> [Your goal] For the data below, restate word for word only the lines from the line containing "man in beige" through the line containing "is: white plastic", both ends included.

> [Information given]
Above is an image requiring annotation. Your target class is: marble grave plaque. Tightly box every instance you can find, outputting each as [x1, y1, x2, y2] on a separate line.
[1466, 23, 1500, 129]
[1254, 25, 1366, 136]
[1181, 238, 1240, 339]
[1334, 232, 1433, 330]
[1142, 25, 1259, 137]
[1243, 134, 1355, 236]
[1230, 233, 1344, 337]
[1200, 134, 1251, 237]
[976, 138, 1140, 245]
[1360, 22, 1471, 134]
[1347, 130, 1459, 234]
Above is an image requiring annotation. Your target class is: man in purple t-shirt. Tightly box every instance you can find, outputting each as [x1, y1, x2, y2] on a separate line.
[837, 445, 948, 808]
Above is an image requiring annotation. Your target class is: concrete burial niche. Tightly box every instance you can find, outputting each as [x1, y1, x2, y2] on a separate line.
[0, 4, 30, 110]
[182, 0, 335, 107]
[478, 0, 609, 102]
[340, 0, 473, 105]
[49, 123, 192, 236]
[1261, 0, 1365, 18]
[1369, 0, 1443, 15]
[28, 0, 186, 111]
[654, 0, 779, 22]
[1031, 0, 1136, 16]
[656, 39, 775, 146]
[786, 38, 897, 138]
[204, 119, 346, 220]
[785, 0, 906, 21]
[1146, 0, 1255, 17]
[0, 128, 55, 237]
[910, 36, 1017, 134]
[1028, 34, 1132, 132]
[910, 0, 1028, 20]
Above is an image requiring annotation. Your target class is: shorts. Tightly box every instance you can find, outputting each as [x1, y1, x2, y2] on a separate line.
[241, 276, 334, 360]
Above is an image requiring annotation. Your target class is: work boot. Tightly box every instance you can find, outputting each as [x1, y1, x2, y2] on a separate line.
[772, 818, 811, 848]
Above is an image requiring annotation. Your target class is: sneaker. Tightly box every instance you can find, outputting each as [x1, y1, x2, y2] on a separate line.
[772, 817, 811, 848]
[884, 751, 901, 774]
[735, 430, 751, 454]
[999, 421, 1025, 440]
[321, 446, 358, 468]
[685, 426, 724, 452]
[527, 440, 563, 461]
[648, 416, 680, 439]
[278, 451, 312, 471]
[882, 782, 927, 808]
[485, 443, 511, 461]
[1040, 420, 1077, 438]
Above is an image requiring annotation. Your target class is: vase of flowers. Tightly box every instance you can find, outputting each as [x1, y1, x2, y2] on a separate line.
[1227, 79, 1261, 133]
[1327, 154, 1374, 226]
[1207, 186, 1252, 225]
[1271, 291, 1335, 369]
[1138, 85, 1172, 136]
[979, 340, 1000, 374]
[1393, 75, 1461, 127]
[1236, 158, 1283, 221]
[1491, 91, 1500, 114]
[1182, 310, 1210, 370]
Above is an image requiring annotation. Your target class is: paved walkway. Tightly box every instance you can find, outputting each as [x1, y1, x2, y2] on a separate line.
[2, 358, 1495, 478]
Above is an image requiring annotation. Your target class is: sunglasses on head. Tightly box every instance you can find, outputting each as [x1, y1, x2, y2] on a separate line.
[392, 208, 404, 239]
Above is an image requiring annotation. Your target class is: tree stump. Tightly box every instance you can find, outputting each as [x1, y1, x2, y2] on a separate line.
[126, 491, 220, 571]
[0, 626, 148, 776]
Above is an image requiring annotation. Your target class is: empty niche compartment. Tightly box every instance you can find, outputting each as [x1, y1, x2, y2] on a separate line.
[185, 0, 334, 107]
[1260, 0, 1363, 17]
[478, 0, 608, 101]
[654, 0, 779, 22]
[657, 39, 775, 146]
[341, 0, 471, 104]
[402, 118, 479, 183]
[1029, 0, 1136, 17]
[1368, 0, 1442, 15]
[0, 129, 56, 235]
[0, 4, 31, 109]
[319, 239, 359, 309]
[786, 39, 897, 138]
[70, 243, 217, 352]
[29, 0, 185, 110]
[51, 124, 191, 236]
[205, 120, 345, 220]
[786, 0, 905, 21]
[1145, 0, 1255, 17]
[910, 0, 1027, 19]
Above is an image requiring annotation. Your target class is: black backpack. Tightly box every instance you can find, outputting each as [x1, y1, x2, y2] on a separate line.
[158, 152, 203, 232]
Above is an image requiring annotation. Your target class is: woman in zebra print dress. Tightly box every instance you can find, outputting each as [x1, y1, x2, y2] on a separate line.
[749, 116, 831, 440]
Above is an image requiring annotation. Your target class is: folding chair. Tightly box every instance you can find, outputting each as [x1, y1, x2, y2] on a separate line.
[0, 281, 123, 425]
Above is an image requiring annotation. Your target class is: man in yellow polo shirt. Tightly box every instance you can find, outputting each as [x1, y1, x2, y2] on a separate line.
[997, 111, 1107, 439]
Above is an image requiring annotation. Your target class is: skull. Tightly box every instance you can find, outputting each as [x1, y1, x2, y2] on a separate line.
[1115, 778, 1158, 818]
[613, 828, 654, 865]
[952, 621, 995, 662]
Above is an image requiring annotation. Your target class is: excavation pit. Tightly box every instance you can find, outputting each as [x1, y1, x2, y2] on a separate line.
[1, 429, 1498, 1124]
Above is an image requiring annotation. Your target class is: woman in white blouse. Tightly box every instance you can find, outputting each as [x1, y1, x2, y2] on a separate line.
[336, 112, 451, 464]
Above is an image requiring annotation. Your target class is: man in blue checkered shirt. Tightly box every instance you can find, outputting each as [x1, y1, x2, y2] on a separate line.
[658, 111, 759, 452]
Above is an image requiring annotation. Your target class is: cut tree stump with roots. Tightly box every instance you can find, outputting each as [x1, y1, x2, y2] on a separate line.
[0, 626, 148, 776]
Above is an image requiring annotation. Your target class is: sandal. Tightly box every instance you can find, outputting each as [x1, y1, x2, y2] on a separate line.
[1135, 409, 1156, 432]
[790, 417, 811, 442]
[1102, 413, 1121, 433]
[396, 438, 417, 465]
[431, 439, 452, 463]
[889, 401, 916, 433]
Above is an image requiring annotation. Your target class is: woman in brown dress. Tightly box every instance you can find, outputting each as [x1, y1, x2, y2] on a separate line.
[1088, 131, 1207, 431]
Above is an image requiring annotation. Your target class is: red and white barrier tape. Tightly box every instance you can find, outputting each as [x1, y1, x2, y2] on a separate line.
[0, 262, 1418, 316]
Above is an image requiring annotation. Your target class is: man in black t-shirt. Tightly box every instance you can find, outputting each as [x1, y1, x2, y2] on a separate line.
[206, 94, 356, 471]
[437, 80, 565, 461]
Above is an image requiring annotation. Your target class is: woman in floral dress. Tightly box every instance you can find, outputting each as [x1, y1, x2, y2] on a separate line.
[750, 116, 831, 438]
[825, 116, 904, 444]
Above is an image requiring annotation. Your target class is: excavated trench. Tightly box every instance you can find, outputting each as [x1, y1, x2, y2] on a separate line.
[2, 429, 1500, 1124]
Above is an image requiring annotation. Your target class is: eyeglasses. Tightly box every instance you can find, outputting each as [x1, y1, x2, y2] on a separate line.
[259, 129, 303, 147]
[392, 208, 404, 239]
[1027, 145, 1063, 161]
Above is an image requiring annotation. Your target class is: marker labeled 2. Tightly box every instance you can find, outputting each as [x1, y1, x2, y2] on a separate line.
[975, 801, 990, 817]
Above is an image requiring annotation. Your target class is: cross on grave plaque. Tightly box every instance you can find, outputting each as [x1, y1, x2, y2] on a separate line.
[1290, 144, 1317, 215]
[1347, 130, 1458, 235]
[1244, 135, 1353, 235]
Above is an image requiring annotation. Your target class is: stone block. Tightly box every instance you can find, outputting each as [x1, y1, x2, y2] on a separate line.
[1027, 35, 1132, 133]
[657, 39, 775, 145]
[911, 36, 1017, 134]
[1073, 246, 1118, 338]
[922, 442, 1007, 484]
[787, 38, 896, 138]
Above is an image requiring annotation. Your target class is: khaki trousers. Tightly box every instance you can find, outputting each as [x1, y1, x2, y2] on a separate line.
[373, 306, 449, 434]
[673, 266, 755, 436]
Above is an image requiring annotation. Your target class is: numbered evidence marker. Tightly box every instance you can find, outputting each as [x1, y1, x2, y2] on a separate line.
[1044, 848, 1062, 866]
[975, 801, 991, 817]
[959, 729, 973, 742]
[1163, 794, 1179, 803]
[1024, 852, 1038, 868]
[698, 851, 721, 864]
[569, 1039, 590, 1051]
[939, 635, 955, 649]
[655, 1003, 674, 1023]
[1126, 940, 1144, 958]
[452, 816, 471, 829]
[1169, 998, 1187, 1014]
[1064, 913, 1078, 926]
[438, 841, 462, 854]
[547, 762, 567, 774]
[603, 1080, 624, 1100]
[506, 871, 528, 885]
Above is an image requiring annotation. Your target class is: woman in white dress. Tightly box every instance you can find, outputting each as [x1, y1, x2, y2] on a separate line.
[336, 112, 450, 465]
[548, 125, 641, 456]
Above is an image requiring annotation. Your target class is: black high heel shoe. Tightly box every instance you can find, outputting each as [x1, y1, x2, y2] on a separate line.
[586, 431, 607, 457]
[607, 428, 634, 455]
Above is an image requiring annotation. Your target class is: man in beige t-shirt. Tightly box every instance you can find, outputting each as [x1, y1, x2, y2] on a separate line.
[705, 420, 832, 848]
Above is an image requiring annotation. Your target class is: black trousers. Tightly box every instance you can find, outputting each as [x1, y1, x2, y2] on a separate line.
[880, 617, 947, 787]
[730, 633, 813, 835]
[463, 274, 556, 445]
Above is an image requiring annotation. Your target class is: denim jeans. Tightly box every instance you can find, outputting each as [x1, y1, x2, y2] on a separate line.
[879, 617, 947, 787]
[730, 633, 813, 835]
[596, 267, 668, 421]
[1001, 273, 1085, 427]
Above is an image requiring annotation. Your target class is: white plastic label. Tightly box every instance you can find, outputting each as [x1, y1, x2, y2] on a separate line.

---

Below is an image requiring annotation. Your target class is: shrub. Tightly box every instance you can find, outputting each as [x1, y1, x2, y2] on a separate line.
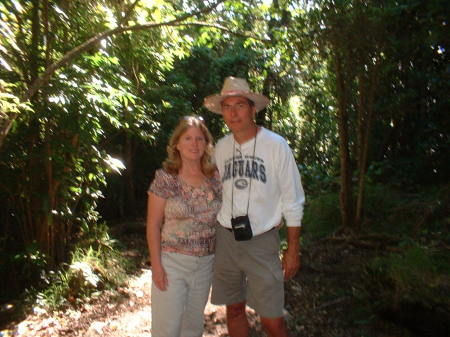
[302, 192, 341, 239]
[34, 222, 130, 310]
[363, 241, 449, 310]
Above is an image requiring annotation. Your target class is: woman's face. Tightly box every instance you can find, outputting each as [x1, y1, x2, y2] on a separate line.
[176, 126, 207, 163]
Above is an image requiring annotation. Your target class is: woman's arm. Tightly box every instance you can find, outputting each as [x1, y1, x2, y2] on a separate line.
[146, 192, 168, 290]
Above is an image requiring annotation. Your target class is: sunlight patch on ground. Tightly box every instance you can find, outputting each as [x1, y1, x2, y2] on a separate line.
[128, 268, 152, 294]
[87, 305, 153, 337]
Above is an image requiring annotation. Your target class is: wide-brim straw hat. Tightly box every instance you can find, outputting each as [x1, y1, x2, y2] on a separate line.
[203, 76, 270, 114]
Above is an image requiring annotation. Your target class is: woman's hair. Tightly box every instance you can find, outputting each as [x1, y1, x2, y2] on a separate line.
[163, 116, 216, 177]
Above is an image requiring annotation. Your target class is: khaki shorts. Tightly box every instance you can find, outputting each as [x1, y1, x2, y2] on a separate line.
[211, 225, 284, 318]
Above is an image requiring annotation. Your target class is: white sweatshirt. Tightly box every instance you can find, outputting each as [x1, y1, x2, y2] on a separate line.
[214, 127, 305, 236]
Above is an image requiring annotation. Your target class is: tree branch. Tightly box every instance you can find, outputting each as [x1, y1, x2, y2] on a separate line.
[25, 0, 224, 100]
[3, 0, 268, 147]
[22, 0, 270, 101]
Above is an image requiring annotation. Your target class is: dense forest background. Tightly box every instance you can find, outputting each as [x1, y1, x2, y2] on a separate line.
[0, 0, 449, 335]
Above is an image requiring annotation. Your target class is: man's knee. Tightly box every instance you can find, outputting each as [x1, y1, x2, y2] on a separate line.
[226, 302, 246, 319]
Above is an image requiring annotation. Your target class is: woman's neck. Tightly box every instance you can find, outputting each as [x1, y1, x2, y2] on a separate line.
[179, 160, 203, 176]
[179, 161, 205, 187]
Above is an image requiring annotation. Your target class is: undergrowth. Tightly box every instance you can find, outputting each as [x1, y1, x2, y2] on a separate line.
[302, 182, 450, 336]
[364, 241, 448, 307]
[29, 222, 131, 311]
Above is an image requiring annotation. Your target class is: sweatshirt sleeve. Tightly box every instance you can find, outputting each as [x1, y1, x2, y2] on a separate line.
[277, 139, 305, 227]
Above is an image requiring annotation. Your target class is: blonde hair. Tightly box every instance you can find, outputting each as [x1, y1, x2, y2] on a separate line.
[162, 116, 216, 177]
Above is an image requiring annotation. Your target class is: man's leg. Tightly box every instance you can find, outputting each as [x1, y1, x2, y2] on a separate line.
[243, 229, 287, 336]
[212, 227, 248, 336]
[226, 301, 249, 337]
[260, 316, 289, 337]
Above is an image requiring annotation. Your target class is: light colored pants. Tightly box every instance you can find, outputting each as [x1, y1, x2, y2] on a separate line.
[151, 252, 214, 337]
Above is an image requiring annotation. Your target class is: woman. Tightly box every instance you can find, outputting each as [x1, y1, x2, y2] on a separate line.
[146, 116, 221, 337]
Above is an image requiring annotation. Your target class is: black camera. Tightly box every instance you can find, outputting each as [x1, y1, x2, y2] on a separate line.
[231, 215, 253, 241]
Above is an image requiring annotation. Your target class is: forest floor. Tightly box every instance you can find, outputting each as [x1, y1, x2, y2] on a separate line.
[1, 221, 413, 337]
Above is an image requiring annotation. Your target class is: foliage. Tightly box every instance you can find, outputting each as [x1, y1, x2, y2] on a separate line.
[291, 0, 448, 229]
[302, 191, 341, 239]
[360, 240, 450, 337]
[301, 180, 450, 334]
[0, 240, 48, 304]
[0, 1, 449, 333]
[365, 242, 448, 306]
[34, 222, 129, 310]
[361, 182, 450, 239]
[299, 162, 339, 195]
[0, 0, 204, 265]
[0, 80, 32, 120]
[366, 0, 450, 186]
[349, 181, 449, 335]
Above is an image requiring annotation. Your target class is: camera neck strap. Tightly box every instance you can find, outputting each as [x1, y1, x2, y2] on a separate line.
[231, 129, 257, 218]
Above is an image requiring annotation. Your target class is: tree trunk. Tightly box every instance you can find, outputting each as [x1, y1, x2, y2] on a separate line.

> [Output of the task]
Above is an image requiring annotation. Your target class is: man in beige t-shirt. Tightly box every instance you can find, outputting each as [x1, y1, x2, y2] on a separate line.
[705, 420, 832, 848]
Above is an image requiring annotation. Your target class is: black trousers. Tightly box every instance you can find, outputting each as [x1, y1, x2, y2] on a separate line.
[880, 617, 947, 787]
[730, 633, 813, 835]
[463, 274, 556, 445]
Above is an image requiring annotation. Your target class is: denim jeans. Tightly box every instance you can find, outputting each as [x1, y1, x2, y2] on a separate line.
[879, 617, 947, 787]
[730, 633, 813, 835]
[596, 267, 668, 421]
[1001, 273, 1085, 427]
Above is an image requiring annotation. Your target class is: white plastic label. Tightly box every instance you can find, outputting each as [x1, y1, x2, y2] on a separate line.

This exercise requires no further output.